▶ Exercise: Each record must appear in the answer exactly as it does in the data.

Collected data
################
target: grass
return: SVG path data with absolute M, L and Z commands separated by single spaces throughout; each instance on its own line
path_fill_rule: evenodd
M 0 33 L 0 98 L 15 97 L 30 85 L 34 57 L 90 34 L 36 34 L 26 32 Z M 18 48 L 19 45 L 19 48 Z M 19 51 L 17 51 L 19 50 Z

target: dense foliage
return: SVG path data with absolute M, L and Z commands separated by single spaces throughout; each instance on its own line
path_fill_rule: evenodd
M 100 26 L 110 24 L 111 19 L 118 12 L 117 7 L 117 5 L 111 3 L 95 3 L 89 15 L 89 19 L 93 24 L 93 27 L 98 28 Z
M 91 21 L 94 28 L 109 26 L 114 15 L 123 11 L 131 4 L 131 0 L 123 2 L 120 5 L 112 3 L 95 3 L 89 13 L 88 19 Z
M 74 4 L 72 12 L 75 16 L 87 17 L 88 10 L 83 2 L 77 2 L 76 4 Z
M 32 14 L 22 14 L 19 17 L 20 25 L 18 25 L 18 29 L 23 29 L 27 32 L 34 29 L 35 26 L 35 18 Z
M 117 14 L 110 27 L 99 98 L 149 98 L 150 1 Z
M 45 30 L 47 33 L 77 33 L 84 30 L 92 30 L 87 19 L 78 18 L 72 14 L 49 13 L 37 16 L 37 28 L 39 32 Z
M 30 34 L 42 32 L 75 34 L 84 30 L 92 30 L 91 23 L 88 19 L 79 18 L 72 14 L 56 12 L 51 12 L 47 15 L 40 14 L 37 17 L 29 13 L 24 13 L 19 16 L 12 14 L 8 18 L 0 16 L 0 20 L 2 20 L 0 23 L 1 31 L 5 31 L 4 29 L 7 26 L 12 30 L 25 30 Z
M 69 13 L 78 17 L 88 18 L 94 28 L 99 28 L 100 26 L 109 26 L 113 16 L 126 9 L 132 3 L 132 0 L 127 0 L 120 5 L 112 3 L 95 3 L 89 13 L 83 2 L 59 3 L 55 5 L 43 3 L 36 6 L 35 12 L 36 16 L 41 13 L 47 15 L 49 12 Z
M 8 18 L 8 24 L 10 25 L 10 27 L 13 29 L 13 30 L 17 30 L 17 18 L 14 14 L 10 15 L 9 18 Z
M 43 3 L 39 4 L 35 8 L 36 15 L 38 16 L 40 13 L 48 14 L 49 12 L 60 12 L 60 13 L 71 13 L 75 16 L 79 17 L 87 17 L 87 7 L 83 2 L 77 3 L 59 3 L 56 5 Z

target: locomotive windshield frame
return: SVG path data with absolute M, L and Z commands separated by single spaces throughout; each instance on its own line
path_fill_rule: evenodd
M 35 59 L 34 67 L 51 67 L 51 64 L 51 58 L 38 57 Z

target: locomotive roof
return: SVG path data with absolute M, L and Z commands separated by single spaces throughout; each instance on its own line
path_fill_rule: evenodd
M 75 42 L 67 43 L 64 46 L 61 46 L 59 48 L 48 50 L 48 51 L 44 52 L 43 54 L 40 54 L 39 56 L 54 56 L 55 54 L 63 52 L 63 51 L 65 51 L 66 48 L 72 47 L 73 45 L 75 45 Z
################
▶ Task response:
target: grass
return: SVG path data with absolute M, L and Z commands separated by single spaces throughout; each instance on its own line
path_fill_rule: evenodd
M 0 33 L 0 98 L 15 97 L 30 85 L 34 57 L 90 34 L 36 34 L 26 32 Z M 18 48 L 19 45 L 19 48 Z M 19 51 L 17 51 L 19 50 Z

target: dense foliage
return: SVG path data with absolute M, L and Z commands separated by single spaces throughout; each instance on its own line
path_fill_rule: evenodd
M 100 26 L 110 24 L 111 19 L 118 12 L 117 7 L 117 5 L 111 3 L 95 3 L 89 15 L 89 19 L 93 24 L 93 27 L 98 28 Z
M 91 21 L 94 28 L 109 26 L 114 15 L 123 11 L 131 4 L 131 0 L 123 2 L 120 5 L 112 3 L 95 3 L 89 13 L 88 19 Z
M 74 4 L 72 12 L 75 16 L 87 17 L 88 10 L 83 2 L 77 2 L 76 4 Z
M 32 14 L 22 14 L 19 17 L 20 25 L 18 25 L 18 29 L 23 29 L 27 32 L 34 29 L 35 26 L 35 18 Z
M 117 14 L 110 27 L 99 98 L 149 98 L 150 1 Z
M 45 30 L 47 33 L 77 33 L 84 30 L 92 30 L 87 19 L 78 18 L 72 14 L 49 13 L 37 16 L 37 28 L 39 32 Z
M 30 34 L 42 32 L 75 34 L 84 30 L 92 30 L 91 23 L 88 19 L 79 18 L 72 14 L 56 12 L 51 12 L 47 15 L 40 14 L 37 17 L 29 13 L 24 13 L 19 16 L 12 14 L 8 18 L 0 16 L 0 20 L 2 20 L 0 23 L 1 31 L 5 31 L 4 29 L 7 26 L 12 30 L 25 30 Z
M 69 13 L 78 17 L 88 18 L 94 28 L 99 28 L 100 26 L 109 26 L 113 16 L 126 9 L 132 3 L 132 0 L 127 0 L 120 5 L 112 3 L 95 3 L 89 13 L 83 2 L 59 3 L 55 5 L 43 3 L 36 6 L 35 12 L 36 16 L 41 13 L 47 15 L 49 12 Z
M 8 18 L 8 24 L 10 25 L 10 27 L 13 29 L 13 30 L 17 30 L 17 18 L 14 14 L 10 15 L 9 18 Z
M 43 3 L 39 4 L 35 8 L 36 15 L 38 16 L 40 13 L 48 14 L 49 12 L 60 12 L 60 13 L 71 13 L 75 16 L 79 17 L 87 17 L 87 7 L 83 2 L 77 3 L 59 3 L 56 5 Z

target: locomotive windshield frame
return: SVG path data with absolute M, L and Z commands separated by single spaces throughout; each instance on its own line
path_fill_rule: evenodd
M 35 59 L 34 67 L 51 67 L 51 64 L 51 58 L 38 57 Z

target: locomotive roof
return: SVG path data with absolute M, L and Z commands separated by single spaces throughout; each instance on its own line
path_fill_rule: evenodd
M 75 42 L 67 43 L 64 46 L 61 46 L 59 48 L 48 50 L 48 51 L 44 52 L 43 54 L 40 54 L 39 56 L 54 56 L 55 54 L 63 52 L 63 51 L 65 51 L 66 48 L 72 47 L 73 45 L 75 45 Z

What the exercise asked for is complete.